_Problemas e tarefas_
(1) Indique se cada afirmação abaixo concorda com o texto sobre a escuta, respondendo sim ou não e citando literalmente as palavras do texto que decidem: (a) Cláudio Thebas escreveu O Palhaço e o Psicanalista em parceria com Christian Dunker. (b) Segundo Cláudio, as empresas valorizam quem escuta. (c) O livro Ser Bom Não é Ser Bonzinho saiu pela Editora Planeta.
(2) Copie sem alterações o trecho do texto sobre a escuta que vai de "É como se apenas" a "ao momento presente.".

== Texto apresentado

A boa escuta pede presença

Para o palhaço e educador Cláudio Thebas, a conexão com nós mesmos é fundamental para nos escutarmos e, consequentemente, os outros.

Você tem se escutado ultimamente? Se a resposta for positiva, provavelmente também está de ouvidos abertos para o que as pessoas realmente expressam. “Escutar é caminhar junto”, nos ensina o livro O Palhaço e o Psicanalista – Como Escutar os Outros Pode Transformar Vidas (Editora Planeta), escrito pelo palhaço, educador, palestrante e consultor corporativo Cláudio Thebas e pelo psicanalista Christian Dunker.

Temos tanto a aprender sobre esse exercício crucial para o convívio humano, não é mesmo? Ainda mais em tempos de falatório e pouca atenção.

Conversamos com Cláudio, que acaba de lançar o livro Ser Bom Não é Ser Bonzinho (Editora Paidós), sobre esse gesto de abertura e receptividade. Em meio às risadas e às histórias do cotidiano que perpassaram nosso bate-papo online, ele insistiu num ponto: A escuta começa em nós. E ela nasce da presença. O bonito é que a qualquer momento podemos nos tornar melhores “escutadores”. Saiba como, a seguir.

Vivemos o fenômeno coletivo da “desescutação”, como vocês dizem no livro. De onde vem tanta vontade de falar e quase nenhuma de escutar?

Trabalho com Educação há muitos anos e percebo que não fomos devidamente ensinados para a escuta, tanto em casa quanto na escola. Nas empresas também se valoriza aquele que fala e até se antecipa. Não damos importância ao escutar. Fica a sensação de que quem sabe fala, quem não sabe escuta. E não percebemos o quanto o escutar é proponente também.

É como se apenas a assertividade da fala tivesse valor…

Numa palestra recente, o Christian Dunker trouxe a história de que, segundo estudos, a maioria das pessoas que trabalhavam nos campos de concentração nazistas eram funcionários ideais para as empresas hoje. Elas tentavam ser tão prestativas que se antecipavam a tudo o que o comandante do campo poderia pedir. Elas eram assertivas, otimizadas, estavam sempre um tempo à frente.  Isso tira a pessoa de um estado de conexão com si mesma, até para, nesse caso específico, ela perceber o que estava se passando à sua volta. Viviam no modo “funcionar” e não no modo “perceber”. E perceber é no aqui e agora. O sujeito pode se antecipar e antever, mas o criar, a boa criatividade está ligada ao momento presente.

Estar aberto, inteiro e disponível para a escuta é um grande desafio nos dias de hoje.

Sim. Primeiro por questão de tempo, esse tempo louco em que a gente tem que fazer cada vez mais coisas. Exigências e demandas que se somam, ao passo que o cérebro, para funcionar, requer um mínimo de atenção para cada tarefa.

Você afirma que escutar é brincar. Pode explicar melhor essa ideia?

====
== Material fornecido

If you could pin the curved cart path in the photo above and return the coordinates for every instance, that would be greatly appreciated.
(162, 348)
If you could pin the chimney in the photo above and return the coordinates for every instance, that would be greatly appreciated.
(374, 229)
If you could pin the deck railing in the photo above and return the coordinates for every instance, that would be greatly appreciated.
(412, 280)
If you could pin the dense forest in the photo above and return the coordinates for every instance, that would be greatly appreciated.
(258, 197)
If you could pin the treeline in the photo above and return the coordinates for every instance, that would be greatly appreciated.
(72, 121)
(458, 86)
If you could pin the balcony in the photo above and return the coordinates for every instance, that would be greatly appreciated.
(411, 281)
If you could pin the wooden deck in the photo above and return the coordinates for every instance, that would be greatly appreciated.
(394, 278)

====

_Respostas em ordem_
(1)
(a) Sim: "escrito pelo palhaço, educador, palestrante e consultor corporativo Cláudio Thebas e pelo psicanalista Christian Dunker".
(b) Não: "Nas empresas também se valoriza aquele que fala e até se antecipa."
(c) Não: "Ser Bom Não é Ser Bonzinho (Editora Paidós)".

(2)
É como se apenas a assertividade da fala tivesse valor…

Numa palestra recente, o Christian Dunker trouxe a história de que, segundo estudos, a maioria das pessoas que trabalhavam nos campos de concentração nazistas eram funcionários ideais para as empresas hoje. Elas tentavam ser tão prestativas que se antecipavam a tudo o que o comandante do campo poderia pedir. Elas eram assertivas, otimizadas, estavam sempre um tempo à frente.  Isso tira a pessoa de um estado de conexão com si mesma, até para, nesse caso específico, ela perceber o que estava se passando à sua volta. Viviam no modo “funcionar” e não no modo “perceber”. E perceber é no aqui e agora. O sujeito pode se antecipar e antever, mas o criar, a boa criatividade está ligada ao momento presente.